Topology design and structural optimization of Co-Cr frameworks for implant-supported prostheses.

Statement of problem: Cobalt chromium (Co-Cr) frameworks for complete arch implant-supported fixed dental prostheses may be excessively heavy in patients with increased occlusal vertical dimension. This limitation necessitates consideration of lower density materials, which may substantially increase treatment costs.

Purpose: The purpose of this study was to investigate the effects of topology optimization on the biomechanical behavior and weight reduction of Co-Cr frameworks used in complete arch implant-supported fixed dental prostheses.

Material and methods: Different occlusogingival heights (10 mm and 14 mm) of complete arch implant-supported fixed dental prosthesis frameworks were virtually modeled using a dental computer-aided design (CAD) software program. For each height, 4 lattice types (Schwarz, Gyroid, Diamond, and Neovius) and 2 different maximum lattice thicknesses (2 and 3 mm) were designed. Subsequently, topology optimization was applied to each framework configuration. A total of 16 framework designs were generated, while 2 solid, nonoptimized frameworks without lattice structures were used as controls. In all optimized designs, vertical occlusal loads of 200 N were applied to the canine, premolar, and molar (cantilever) regions. Finite element analysis (FEA) was conducted for all designs to assess von Mises stress (MPa), maximum displacement (μm), reaction force (N), and weight reduction (%). Statistical analyses were performed with 1-way ANOVA and the t test (α=.05).

Referring expression data:
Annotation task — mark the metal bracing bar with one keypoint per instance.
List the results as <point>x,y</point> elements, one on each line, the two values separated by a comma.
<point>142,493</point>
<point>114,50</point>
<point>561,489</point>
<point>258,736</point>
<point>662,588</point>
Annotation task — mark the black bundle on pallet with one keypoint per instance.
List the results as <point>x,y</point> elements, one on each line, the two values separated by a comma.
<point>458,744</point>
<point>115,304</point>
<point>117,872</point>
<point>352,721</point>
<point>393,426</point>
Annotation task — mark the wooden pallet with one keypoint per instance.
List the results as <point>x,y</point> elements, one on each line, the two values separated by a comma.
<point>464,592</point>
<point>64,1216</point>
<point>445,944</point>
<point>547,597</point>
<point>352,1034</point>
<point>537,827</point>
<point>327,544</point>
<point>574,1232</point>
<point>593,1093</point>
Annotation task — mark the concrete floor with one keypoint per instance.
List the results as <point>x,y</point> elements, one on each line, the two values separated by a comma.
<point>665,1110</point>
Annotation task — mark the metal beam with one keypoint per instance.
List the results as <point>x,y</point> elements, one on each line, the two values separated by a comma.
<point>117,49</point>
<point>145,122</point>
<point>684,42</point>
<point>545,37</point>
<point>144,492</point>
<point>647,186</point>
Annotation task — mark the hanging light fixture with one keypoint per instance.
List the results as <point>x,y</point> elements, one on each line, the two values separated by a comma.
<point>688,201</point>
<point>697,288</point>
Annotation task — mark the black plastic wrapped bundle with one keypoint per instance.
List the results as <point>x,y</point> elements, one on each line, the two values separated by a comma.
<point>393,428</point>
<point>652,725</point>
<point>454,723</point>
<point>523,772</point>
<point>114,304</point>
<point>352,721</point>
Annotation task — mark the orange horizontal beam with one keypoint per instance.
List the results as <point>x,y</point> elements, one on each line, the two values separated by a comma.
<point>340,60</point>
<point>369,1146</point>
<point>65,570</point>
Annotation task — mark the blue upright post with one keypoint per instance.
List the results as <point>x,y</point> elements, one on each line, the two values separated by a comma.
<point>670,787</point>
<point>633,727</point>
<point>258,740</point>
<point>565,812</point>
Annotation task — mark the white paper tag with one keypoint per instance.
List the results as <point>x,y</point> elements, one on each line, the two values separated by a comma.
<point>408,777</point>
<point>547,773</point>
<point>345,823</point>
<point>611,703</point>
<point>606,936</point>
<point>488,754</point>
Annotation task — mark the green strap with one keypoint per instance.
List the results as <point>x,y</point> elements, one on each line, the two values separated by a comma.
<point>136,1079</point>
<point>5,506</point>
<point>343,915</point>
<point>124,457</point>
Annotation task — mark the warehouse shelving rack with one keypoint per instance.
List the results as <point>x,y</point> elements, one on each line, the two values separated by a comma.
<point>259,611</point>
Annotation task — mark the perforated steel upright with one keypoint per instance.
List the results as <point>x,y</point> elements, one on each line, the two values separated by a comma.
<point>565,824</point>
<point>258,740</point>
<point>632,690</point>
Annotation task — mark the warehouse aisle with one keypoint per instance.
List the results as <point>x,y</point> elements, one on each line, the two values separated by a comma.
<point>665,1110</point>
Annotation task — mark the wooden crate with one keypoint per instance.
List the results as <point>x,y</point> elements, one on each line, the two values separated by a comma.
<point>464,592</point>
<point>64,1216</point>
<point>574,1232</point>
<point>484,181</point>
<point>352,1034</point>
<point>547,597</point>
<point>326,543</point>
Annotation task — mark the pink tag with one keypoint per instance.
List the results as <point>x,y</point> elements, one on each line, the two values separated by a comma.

Complete the following:
a – Answer these questions using the Co-Cr framework abstract, one answer per line and marked the same way:
(i) According to the statement of problem, what consideration may substantially increase treatment costs?
(ii) Which four lattice types were designed for each framework height?
(iii) What vertical occlusal load was applied in the optimized designs?
b – Decide whether each statement agrees with the Co-Cr framework abstract. Answer yes or no and quote the words that settle it.
(i) The study generated 16 framework designs in total.
(ii) The controls were optimized frameworks with lattice structures.
(iii) The statistical analyses used a chi-square test.
c – From the Co-Cr framework abstract, copy out word for word everything from "Topology design and" down to "fixed dental prostheses.".
The items play no part in any of these tasks.

Responses by item number:
a –
(i) Lower density materials.
(ii) Schwarz, Gyroid, Diamond, and Neovius.
(iii) 200 N.

b –
(i) Yes: "A total of 16 framework designs were generated"
(ii) No: "2 solid, nonoptimized frameworks without lattice structures were used as controls"
(iii) No: "Statistical analyses were performed with 1-way ANOVA and the t test (α=.05)."

c –
Topology design and structural optimization of Co-Cr frameworks for implant-supported prostheses.

Statement of problem: Cobalt chromium (Co-Cr) frameworks for complete arch implant-supported fixed dental prostheses may be excessively heavy in patients with increased occlusal vertical dimension. This limitation necessitates consideration of lower density materials, which may substantially increase treatment costs.

Purpose: The purpose of this study was to investigate the effects of topology optimization on the biomechanical behavior and weight reduction of Co-Cr frameworks used in complete arch implant-supported fixed dental prostheses.